**Supplied passage:**
-- START --
I was just eyeballing this area today on the 36" Ohio. Having a little intermittent oil delivery for some yet to be determined reason.
 
Thank you one and all for the replies.

Nick: Already have the sales brochure, need the manual now. When this machine was first posted (the Craigs List ad), someone was kind enough to point the link out, and I downloaded it.

As for the side cover, that will probably be the first thing I open up. After flushing and cleaning the sump and filling with oil, I want to start the drive motor and check for good oiling. The brochure gives a basic run-down on how the Lubrigard system works, where the oil is pumped to, and where it is supplied by either drip or spray. I want to make sure that it is performing as it should.

Only after I am thoroughly satisfied all is as it should be, will I then throw the clutch lever. Although the machine was relatively recently used, I figure that in addition to the oil change, I will also need to clean or replaced a few wipers, and possibly a wick. The brochure mentions a couple wicks that supply oil to the ram pivots and a couple other places. I want to be sure those wicks have not gotten hard and plugged.
 
Jdleach,

First off, congratulations on a great shaper find!

Second, I use Mobile DTE light because of my unheated shop conditions:

Mobil DTE Oil Named Series

Now, I might get flamed a bit for this next point, but I also add a bit of ZDDP additive in the shaper sump. Zinc Dialkyldithiophophates are helpful at preventing scuffing/galling of cam lobes and tappet faces in flat tappet (non-roller tappet) engines with metal-to-metal sliding surfaces. I've seen that galling effect on cam lobes and tappet faces of older engines (pre catalytic converter period) when they were switched to modern non-ZDDP oils by unknowing owners. Not pretty.

Synthetic Oil | ZDDP

Our shapers have lots of metal-to-metal sliding surfaces (and no catalytic converter concerns), so my view is that a little ZDDP can't hurt and could be very helpful at maintaining a protective hydrostatic layer of oil film during high load cutting periods.

Just some food for thought from a stranger on the interweb - worth every bit of the $0.000237 you paid for it!
-- END --
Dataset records
-- START --
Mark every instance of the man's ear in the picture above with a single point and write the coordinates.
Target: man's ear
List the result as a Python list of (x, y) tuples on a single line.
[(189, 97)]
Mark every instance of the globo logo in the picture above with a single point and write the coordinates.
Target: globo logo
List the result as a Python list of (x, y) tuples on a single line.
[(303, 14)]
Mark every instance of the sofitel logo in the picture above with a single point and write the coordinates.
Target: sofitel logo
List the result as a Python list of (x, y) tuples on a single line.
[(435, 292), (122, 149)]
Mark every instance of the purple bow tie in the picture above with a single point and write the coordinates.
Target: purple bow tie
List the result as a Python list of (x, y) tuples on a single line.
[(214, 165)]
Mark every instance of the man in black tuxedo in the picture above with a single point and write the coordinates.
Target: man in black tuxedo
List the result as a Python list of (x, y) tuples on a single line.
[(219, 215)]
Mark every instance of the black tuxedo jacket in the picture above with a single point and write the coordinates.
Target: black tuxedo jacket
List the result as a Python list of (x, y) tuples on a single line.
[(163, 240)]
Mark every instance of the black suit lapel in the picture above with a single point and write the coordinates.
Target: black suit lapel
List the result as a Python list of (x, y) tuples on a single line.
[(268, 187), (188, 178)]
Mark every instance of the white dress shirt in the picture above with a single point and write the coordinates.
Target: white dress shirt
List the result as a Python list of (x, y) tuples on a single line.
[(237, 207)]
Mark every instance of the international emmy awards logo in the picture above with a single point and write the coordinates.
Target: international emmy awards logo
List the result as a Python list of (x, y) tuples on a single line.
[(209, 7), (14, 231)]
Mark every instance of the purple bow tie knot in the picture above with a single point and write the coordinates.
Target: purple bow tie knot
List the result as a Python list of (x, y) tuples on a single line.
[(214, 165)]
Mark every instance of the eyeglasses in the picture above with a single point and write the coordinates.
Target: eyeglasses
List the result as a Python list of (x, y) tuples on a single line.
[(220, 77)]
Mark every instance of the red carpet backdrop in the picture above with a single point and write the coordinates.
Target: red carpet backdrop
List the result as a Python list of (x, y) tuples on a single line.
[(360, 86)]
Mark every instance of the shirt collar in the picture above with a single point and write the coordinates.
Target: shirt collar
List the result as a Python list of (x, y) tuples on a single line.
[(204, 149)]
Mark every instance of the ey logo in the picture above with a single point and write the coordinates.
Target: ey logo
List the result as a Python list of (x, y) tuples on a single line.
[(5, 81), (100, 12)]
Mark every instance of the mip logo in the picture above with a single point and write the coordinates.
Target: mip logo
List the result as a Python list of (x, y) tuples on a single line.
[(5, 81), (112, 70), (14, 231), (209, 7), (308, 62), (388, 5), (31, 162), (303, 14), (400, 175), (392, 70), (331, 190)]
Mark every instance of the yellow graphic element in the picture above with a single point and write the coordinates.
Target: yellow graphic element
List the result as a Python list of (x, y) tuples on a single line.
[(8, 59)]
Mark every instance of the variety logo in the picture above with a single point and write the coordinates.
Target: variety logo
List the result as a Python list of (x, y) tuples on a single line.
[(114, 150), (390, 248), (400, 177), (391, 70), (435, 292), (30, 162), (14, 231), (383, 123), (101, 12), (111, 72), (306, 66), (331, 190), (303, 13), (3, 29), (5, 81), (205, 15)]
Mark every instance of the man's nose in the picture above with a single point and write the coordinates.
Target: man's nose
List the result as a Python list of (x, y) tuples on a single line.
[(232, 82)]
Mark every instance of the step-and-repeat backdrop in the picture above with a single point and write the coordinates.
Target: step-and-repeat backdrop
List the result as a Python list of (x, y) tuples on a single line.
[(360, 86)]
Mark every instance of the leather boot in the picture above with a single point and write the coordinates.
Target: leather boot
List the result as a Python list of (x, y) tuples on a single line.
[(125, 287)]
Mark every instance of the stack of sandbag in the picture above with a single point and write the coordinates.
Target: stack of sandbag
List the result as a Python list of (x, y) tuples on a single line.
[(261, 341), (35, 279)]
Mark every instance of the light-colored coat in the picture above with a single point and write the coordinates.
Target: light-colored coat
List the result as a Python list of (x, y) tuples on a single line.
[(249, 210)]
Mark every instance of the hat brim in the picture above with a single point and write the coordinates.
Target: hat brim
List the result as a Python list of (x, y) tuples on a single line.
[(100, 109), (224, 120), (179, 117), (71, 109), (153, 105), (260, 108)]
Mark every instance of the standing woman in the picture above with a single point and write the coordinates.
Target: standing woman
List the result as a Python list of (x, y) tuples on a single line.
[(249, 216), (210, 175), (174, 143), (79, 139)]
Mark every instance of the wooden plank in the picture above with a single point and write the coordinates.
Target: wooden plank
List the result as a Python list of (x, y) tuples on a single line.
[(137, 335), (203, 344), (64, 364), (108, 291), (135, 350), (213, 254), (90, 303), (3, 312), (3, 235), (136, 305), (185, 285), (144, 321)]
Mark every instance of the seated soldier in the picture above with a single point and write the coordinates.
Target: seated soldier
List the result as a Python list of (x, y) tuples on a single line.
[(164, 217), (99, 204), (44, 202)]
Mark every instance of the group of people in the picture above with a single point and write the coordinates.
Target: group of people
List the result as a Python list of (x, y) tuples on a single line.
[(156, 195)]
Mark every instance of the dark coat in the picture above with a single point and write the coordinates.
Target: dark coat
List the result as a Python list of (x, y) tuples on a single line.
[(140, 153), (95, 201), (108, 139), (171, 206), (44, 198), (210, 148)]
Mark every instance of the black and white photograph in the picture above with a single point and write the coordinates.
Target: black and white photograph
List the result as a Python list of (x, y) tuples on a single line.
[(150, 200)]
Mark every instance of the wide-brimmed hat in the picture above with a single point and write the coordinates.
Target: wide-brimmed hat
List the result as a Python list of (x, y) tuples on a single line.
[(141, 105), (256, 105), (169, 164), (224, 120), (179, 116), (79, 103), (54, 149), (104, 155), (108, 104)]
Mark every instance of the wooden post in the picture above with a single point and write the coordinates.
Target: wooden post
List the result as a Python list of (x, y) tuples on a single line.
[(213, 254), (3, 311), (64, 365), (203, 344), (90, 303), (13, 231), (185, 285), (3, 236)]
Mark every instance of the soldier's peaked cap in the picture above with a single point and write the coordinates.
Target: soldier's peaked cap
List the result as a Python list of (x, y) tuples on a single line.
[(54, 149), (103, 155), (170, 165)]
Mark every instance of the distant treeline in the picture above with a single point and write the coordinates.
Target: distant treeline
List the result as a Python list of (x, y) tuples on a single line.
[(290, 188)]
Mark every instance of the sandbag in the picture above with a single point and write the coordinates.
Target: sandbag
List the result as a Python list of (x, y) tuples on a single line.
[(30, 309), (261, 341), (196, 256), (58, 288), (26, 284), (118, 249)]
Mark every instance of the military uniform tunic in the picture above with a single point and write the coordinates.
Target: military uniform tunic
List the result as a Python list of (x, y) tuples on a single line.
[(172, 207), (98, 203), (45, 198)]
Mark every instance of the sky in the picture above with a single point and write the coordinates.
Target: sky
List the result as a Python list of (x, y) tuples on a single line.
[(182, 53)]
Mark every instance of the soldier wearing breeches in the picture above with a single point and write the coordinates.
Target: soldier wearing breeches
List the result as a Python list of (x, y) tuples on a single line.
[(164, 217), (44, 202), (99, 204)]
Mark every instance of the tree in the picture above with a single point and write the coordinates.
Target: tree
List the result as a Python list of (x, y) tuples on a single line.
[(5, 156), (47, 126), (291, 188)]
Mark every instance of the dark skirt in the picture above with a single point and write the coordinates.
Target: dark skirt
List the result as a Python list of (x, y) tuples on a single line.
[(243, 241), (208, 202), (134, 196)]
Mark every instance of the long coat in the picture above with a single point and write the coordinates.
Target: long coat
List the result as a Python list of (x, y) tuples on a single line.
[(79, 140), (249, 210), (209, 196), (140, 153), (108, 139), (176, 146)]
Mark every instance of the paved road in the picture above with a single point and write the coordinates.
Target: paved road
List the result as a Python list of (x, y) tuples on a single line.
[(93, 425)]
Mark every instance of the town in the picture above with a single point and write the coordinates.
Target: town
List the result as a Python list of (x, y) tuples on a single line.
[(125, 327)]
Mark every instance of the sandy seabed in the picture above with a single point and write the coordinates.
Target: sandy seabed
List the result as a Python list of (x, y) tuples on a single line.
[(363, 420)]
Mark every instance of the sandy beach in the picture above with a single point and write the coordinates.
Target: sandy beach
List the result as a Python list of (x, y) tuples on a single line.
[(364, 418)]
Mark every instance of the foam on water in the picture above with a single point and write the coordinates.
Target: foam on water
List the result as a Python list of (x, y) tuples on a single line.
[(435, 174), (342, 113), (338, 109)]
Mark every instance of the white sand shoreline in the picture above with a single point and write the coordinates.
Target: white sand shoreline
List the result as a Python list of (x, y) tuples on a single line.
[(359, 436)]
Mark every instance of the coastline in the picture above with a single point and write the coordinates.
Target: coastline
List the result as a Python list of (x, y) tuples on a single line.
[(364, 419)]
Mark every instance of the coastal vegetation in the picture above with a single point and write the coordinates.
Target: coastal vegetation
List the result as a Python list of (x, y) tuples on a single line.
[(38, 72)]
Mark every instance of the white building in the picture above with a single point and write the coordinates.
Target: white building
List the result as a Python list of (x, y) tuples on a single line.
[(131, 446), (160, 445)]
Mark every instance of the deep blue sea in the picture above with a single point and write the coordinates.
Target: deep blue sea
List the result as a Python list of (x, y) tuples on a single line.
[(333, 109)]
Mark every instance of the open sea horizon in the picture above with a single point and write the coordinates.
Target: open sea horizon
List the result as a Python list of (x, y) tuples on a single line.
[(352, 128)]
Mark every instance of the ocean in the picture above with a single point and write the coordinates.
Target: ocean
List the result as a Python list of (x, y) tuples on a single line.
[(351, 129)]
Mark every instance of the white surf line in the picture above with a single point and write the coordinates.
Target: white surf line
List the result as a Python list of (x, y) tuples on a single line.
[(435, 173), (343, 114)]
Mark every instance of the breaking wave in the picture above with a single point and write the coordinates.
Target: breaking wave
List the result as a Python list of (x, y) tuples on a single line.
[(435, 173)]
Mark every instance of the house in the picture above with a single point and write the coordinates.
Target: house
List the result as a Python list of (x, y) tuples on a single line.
-- END --
**Task instructions:**
(a) Quote the shaper-lubrication thread from "Nick: Already have" to "I downloaded it.".
(b) According to the shaper-lubrication thread, what does the sales brochure give or mention? List every item.
The dataset records are separate material and have no connection to the text.

**Answers for the exercise:**
(a)
Nick: Already have the sales brochure, need the manual now. When this machine was first posted (the Craigs List ad), someone was kind enough to point the link out, and I downloaded it.

(b)
- A basic run-down on how the Lubrigard system works
- Where the oil is pumped to
- Where the oil is supplied by either drip or spray
- A couple of wicks that supply oil to the ram pivots and a couple of other places